--- start Supplied records ---

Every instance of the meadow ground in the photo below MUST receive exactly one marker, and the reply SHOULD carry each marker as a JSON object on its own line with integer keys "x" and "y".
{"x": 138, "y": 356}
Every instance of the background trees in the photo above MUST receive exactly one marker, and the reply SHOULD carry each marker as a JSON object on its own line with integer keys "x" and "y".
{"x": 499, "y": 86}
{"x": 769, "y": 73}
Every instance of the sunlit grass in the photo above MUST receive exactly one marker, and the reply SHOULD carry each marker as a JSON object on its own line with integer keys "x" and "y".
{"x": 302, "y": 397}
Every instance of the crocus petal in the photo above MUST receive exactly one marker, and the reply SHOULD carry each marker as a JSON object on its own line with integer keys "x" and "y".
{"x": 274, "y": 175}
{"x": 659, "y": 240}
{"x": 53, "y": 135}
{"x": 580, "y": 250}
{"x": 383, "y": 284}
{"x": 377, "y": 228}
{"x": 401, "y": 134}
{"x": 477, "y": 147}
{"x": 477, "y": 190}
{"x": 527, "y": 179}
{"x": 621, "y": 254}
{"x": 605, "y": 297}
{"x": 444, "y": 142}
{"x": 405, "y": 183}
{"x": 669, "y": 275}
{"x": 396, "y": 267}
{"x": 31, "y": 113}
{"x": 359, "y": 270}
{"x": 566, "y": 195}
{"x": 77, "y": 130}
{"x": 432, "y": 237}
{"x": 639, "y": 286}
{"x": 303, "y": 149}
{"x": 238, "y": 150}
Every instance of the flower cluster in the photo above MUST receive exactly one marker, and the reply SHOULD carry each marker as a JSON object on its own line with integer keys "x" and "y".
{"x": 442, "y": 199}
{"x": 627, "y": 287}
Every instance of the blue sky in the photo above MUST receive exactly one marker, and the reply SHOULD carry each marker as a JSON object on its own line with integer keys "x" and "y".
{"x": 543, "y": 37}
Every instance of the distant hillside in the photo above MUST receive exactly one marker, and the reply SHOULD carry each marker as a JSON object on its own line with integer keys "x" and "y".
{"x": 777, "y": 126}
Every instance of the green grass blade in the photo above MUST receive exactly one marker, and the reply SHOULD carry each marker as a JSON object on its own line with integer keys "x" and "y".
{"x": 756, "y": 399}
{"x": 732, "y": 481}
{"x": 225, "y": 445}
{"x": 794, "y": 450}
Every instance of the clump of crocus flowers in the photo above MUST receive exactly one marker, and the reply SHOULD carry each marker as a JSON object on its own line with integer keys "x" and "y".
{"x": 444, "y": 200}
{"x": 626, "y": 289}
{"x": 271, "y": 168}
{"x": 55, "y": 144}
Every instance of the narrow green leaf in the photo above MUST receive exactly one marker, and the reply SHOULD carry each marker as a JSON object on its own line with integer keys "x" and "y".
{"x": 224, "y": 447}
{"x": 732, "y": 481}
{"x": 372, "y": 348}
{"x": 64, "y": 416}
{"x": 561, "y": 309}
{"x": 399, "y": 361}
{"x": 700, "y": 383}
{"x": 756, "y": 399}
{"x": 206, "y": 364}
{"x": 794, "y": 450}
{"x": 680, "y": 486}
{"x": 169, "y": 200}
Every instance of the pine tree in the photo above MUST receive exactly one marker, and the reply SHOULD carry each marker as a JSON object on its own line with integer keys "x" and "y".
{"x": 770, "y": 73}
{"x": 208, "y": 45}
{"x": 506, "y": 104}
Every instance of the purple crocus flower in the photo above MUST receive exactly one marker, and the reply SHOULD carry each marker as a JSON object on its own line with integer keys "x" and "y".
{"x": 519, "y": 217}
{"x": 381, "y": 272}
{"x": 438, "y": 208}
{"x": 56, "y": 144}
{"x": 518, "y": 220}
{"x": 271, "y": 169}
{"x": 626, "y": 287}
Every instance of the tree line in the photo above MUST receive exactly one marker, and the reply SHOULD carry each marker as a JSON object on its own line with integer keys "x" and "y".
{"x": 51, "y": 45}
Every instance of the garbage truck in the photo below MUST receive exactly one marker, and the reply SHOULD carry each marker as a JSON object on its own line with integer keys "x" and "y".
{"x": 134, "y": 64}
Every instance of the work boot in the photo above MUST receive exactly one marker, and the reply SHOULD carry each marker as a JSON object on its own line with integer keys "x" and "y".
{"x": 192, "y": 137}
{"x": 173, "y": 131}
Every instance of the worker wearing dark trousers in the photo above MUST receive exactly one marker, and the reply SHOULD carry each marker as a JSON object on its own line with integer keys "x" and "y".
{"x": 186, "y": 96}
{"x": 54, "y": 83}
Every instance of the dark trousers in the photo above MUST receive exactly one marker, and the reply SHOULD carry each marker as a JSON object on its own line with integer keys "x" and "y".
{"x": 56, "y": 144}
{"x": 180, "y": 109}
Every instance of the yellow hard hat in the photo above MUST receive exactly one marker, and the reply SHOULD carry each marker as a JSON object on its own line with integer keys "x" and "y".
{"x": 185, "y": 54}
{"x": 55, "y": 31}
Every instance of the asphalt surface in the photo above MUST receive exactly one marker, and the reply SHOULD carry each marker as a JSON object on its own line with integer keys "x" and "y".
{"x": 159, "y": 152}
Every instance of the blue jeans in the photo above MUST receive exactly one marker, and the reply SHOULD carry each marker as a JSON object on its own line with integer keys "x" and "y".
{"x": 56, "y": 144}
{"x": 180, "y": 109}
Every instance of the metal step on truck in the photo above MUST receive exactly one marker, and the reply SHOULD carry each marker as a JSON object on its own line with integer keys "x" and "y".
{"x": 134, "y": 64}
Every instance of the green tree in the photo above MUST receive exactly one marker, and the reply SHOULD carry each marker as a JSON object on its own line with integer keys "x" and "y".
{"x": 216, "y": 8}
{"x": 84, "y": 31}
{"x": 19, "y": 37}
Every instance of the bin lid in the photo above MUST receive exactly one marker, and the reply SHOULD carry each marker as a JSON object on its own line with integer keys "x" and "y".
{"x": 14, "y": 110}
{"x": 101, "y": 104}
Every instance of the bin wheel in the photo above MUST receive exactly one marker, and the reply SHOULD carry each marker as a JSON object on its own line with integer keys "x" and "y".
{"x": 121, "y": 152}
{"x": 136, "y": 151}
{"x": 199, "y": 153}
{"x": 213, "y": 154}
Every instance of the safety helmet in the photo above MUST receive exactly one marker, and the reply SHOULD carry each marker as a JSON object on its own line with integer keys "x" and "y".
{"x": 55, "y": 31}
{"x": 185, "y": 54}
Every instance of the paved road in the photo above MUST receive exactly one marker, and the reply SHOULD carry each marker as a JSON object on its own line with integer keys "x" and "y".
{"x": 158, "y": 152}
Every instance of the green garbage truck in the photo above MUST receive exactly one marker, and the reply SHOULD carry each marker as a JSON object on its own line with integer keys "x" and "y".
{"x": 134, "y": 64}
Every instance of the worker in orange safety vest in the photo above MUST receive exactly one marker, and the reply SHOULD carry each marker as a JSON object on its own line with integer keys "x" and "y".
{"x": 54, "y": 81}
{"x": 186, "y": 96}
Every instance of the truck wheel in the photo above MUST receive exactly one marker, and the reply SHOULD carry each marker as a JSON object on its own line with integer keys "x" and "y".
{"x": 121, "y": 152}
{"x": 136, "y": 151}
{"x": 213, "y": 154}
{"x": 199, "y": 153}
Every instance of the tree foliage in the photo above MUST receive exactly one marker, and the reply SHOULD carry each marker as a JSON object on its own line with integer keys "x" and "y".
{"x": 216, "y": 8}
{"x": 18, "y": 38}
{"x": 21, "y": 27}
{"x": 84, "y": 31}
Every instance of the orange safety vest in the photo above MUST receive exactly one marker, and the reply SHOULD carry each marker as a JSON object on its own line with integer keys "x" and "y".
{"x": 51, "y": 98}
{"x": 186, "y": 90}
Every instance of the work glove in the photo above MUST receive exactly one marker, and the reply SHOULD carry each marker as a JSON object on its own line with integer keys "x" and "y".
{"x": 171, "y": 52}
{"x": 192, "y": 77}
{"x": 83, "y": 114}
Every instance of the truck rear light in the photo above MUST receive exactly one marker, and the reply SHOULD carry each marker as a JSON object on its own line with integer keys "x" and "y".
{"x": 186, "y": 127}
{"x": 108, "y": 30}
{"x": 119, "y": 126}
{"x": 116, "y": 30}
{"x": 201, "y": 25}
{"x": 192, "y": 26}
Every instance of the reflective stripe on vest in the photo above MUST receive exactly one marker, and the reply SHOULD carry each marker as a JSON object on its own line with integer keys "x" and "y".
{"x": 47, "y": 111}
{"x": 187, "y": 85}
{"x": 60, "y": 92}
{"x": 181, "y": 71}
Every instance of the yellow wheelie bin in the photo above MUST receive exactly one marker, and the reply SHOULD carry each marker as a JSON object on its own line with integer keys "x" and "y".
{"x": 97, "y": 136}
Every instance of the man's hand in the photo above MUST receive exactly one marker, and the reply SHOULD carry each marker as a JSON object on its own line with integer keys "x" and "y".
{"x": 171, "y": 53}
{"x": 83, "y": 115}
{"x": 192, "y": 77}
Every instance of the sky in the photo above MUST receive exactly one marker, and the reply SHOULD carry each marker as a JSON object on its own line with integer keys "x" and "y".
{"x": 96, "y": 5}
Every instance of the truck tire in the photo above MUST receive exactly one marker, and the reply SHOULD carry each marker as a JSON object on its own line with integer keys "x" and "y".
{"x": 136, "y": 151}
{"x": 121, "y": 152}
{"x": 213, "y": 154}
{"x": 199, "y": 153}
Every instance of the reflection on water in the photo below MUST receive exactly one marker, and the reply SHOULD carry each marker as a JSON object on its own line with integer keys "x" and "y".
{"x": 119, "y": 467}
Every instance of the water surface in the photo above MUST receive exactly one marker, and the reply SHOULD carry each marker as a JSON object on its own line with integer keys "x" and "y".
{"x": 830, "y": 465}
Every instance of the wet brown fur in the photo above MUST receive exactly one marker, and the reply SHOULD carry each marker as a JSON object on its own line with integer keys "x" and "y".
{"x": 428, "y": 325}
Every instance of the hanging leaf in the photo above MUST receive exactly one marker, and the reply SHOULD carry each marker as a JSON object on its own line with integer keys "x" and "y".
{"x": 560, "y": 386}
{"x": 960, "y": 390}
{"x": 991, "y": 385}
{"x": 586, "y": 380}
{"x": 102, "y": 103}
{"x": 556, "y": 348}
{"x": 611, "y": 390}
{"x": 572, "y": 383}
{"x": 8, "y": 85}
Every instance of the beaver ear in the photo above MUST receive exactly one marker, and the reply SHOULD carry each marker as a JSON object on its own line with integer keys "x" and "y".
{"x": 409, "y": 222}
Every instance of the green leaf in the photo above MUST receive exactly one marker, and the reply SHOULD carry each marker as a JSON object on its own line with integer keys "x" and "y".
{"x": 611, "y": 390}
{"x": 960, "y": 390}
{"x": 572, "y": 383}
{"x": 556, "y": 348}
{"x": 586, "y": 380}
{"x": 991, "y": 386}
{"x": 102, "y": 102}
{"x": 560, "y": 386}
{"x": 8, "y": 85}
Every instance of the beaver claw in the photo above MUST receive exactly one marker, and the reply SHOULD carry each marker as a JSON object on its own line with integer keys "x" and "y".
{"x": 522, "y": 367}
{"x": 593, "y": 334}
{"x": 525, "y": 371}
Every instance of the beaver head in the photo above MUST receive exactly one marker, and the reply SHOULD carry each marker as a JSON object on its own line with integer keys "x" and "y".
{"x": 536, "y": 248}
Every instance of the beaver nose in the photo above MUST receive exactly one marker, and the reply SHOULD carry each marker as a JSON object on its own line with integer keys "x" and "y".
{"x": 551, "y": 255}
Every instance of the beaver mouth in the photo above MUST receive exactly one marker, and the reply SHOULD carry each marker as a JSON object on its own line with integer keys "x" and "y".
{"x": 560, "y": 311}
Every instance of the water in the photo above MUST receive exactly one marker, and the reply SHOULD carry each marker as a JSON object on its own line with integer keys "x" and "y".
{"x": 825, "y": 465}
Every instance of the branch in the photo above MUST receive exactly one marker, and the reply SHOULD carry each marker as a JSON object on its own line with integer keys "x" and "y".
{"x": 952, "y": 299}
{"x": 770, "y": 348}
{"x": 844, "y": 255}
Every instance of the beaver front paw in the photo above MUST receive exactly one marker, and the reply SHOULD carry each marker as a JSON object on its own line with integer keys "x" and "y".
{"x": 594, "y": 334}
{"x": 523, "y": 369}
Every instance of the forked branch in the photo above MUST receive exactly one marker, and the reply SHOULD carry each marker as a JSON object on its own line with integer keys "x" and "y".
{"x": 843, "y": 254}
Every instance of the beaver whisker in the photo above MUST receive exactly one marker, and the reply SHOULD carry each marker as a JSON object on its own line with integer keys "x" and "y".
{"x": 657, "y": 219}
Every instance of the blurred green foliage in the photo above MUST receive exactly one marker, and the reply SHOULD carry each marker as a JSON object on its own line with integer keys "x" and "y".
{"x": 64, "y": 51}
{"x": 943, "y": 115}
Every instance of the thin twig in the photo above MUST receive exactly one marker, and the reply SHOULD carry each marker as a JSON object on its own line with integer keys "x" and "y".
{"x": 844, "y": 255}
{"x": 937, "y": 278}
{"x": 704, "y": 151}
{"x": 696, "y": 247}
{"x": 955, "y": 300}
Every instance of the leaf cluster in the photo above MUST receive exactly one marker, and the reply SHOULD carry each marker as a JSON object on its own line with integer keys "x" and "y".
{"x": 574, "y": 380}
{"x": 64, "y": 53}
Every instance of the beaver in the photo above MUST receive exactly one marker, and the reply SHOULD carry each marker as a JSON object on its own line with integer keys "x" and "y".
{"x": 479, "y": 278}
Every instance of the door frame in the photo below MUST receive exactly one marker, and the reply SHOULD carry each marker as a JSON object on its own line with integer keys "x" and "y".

--- end Supplied records ---

Goal:
Exactly and exclusively, repeat the lines from the line that contains "Every instance of the beaver whisker" through the end of the records, both ends included.

Response:
Every instance of the beaver whisker in the photo above MUST receive exactly one marker, and the reply SHOULD carry each marker as a JSON object on its own line with integer keys "x" and "y".
{"x": 657, "y": 219}
Every instance of the blurred green foliage in the photo above MUST receive exactly one marker, and the reply SHOULD carry each marker as a JSON object on its own line with integer keys "x" and "y".
{"x": 64, "y": 51}
{"x": 943, "y": 115}
Every instance of the thin twig in the photo above MUST receive exactly one marker, and the reply SHOULD carry each marker as a JSON object on its own line with integer keys "x" and "y".
{"x": 844, "y": 255}
{"x": 937, "y": 278}
{"x": 704, "y": 151}
{"x": 696, "y": 247}
{"x": 955, "y": 300}
Every instance of the leaf cluster in the photo above MUST receive exactly one marker, and the reply SHOULD carry each marker as a JSON object on its own line with integer keys "x" and "y".
{"x": 574, "y": 380}
{"x": 64, "y": 53}
Every instance of the beaver in the photo above MUST receive exactly one marker, and the reply SHOULD carry each marker as a JSON object on its own line with integer keys "x" and "y".
{"x": 479, "y": 278}
Every instance of the door frame in the photo below MUST receive exactly one marker, and the reply SHOULD carry each marker as a JSON object on its own line with integer keys "x" and "y".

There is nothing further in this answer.